### Task requirements:
Please extend the news report on Russia's invasion of Ukraine with a few paragraphs that pick up after its last sentence.

### Page excerpt:
Ukraine’s military warned the public on Tuesday of more indiscriminate Russian shelling from bogged-down Russian troops, and U.S. President Joe Biden issued his strongest warning yet that Russia is considering using chemical weapons.
Amid the devastation caused by Russia’s unceasing bombardment of Ukrainian cities, President Volodymyr Zelenskiy highlighted the death of a 96-year-old survivor of Nazi concentration camps, killed in his flat by shelling in Kharkiv.
Nearly four weeks into their invasion, Russian troops have failed to capture any major Ukrainian city and have been halted on nearly all fronts, but are hammering residential districts with artillery, missiles and air strikes.
Russian forces were expected to continue to attack critical infrastructure with “high-precision weapons and indiscriminate munitions”, Ukraine’s armed forces said in a statement.
Russia has been saying in recent weeks that Ukraine might possess chemical or biological weapons. Biden said those accusations were not merely false, but a sign that President Vladimir Putin might be planning to use such weapons himself.
“Now he’s talking about new false flags he’s setting up including, asserting that we in America have biological as well as chemical weapons in Europe, simply not true,” Biden said at a business event on Monday. “They are also suggesting that Ukraine has biological and chemical weapons in Ukraine. That’s a clear sign he’s considering using both of those.”

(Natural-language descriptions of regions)
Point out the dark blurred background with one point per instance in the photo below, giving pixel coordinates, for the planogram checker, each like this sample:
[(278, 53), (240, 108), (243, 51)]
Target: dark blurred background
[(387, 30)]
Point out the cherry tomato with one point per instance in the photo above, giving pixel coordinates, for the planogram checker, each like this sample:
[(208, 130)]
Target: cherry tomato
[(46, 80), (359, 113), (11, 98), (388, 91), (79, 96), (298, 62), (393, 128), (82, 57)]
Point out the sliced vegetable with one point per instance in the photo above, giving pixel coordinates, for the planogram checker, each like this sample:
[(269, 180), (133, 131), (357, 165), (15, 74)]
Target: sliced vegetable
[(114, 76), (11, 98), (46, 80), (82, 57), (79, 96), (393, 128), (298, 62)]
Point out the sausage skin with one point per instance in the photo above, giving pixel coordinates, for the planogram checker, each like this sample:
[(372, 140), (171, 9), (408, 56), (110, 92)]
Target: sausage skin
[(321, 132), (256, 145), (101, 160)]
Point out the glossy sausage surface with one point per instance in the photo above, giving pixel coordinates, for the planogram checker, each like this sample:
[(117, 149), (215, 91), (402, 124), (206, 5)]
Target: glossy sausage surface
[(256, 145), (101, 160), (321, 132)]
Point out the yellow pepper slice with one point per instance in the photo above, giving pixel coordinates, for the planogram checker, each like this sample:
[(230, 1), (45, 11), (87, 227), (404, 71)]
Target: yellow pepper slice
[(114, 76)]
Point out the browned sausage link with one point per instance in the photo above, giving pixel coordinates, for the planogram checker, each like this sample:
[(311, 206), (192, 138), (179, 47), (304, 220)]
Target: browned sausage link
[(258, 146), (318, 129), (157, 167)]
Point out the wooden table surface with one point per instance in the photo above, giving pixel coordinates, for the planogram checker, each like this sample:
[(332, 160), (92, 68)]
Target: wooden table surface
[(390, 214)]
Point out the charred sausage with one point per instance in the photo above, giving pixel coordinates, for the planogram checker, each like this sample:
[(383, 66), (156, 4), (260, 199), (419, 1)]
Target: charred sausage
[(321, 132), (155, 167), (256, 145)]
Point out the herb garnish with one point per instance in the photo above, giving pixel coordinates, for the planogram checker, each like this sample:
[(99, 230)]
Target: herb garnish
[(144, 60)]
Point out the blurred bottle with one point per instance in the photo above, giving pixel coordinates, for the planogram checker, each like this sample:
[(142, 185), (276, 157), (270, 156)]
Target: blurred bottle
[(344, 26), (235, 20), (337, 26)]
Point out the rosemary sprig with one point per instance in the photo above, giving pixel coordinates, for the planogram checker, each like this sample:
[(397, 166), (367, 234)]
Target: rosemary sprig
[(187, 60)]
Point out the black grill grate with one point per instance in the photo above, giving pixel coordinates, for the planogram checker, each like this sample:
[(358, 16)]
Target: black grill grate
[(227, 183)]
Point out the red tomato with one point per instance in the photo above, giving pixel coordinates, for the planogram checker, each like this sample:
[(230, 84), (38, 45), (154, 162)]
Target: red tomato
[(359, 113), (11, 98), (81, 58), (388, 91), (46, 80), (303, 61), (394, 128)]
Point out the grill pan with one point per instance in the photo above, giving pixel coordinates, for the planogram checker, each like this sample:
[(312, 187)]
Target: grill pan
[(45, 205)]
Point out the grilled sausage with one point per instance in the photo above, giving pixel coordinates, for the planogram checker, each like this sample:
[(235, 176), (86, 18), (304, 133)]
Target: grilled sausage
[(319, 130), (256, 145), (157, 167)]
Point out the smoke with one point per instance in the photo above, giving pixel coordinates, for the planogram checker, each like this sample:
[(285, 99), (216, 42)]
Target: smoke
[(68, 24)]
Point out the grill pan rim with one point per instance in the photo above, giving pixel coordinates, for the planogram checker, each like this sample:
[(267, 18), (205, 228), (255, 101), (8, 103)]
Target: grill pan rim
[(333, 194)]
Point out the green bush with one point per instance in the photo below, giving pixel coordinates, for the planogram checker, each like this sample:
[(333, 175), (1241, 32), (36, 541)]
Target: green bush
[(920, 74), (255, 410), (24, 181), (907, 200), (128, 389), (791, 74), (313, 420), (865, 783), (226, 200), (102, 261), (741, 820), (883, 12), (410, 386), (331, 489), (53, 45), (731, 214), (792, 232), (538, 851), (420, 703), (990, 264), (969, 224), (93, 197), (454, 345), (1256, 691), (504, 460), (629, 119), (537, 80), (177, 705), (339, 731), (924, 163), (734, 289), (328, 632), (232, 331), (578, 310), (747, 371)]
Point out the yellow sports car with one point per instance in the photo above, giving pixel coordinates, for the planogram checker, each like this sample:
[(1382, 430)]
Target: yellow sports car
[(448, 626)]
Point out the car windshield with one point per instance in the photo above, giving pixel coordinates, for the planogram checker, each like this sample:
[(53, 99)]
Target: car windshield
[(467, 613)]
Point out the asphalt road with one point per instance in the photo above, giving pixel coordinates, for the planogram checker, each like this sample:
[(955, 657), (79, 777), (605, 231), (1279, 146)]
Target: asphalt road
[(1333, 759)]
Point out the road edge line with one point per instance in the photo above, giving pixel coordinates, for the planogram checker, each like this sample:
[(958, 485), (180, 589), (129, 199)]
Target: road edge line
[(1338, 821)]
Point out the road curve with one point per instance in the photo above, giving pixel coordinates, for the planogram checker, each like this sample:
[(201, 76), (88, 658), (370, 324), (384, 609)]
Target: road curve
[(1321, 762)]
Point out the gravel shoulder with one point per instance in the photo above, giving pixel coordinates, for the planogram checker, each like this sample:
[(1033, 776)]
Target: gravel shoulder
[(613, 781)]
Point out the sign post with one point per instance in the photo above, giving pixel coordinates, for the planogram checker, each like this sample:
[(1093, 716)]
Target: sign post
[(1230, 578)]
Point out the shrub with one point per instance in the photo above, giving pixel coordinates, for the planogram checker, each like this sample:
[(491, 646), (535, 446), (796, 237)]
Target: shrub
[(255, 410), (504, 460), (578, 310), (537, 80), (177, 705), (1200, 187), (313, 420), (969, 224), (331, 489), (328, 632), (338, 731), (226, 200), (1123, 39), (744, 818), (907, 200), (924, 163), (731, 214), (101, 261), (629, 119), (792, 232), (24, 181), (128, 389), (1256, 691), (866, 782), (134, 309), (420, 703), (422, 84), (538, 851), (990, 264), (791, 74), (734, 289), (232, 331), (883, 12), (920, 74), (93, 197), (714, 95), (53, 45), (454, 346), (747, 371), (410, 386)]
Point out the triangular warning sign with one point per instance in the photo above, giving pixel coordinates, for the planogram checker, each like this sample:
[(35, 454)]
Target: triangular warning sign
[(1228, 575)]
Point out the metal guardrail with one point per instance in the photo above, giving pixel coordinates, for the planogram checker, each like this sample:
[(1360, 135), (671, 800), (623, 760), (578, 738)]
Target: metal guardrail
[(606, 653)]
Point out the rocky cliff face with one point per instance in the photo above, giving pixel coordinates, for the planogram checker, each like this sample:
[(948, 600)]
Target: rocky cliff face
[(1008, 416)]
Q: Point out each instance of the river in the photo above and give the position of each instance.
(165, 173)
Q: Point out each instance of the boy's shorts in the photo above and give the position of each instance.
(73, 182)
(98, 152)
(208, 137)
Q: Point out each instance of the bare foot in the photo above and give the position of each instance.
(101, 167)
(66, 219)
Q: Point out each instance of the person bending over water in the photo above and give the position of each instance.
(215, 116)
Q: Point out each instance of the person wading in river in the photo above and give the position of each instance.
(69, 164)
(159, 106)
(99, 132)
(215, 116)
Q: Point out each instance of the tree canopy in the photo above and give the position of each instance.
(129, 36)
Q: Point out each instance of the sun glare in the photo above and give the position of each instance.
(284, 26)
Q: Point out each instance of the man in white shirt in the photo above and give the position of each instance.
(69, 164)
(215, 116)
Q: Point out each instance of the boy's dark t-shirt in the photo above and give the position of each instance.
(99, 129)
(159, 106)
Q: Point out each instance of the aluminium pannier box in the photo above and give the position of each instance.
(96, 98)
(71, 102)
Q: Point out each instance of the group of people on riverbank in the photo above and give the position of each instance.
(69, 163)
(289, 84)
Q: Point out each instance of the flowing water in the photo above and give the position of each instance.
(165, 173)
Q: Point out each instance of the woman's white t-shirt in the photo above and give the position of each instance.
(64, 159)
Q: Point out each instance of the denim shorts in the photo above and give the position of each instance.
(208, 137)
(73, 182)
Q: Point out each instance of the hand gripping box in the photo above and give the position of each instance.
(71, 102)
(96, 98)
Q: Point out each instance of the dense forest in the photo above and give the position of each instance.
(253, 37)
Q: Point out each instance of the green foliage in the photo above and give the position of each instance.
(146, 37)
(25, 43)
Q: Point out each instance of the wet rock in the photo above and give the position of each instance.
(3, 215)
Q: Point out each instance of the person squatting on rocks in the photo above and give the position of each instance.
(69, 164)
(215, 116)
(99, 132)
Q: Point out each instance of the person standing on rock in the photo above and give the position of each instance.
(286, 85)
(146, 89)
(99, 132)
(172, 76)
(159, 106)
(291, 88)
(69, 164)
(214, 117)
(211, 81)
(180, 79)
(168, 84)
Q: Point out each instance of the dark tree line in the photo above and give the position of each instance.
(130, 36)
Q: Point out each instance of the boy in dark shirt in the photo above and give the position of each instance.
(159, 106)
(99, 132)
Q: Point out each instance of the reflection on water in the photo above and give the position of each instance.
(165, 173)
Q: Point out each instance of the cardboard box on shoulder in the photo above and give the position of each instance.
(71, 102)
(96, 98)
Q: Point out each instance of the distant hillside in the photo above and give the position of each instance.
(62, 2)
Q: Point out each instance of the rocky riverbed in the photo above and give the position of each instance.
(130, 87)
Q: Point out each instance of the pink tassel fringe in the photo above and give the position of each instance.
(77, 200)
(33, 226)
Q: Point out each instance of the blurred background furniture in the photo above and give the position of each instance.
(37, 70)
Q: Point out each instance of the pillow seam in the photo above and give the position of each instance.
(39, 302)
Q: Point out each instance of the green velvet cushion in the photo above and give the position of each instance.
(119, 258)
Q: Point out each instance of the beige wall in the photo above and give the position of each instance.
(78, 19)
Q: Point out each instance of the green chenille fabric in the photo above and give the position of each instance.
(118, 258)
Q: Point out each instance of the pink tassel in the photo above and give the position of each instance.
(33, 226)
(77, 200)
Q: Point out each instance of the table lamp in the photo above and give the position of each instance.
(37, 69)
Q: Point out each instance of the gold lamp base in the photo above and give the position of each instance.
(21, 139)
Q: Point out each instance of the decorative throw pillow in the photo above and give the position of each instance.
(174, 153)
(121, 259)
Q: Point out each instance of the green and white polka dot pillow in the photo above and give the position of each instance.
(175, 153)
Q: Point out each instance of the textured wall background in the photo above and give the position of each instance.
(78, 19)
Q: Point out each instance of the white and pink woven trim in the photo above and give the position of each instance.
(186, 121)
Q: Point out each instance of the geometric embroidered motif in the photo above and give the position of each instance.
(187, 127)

### Response:
Putin calls the war, the biggest attack on a European state since World War Two, a “special military operation” to disarm Ukraine and protect it from “Nazis”. The West calls that a false pretext for an unprovoked war of aggression.
In an address overnight, Zelenskiy drew attention to the death of Boris Romanchenko, a Holocaust survivor killed when his flat in besieged Kharkiv was shelled last week.
“Please think about how many things he has come through,” said Zelenskiy. “But (he) was killed by a Russian strike, which hit an ordinary Kharkiv multi-storey building. With each day of this war, it becomes more obvious what ‘denazification’ means to them.”
A memorial for the survivors of the Nazi concentration camp at Buchenwald said Romanchenko had served for many years as a vice president of the Buchenwald-Dora International Committee, devoting himself to documenting Nazi crimes. He had survived the Buchenwald, Dora-Mittelbau and Bergen-Belsen concentration camps in Germany during World War Two.
“We mourn the loss of a close friend,” the memorial said.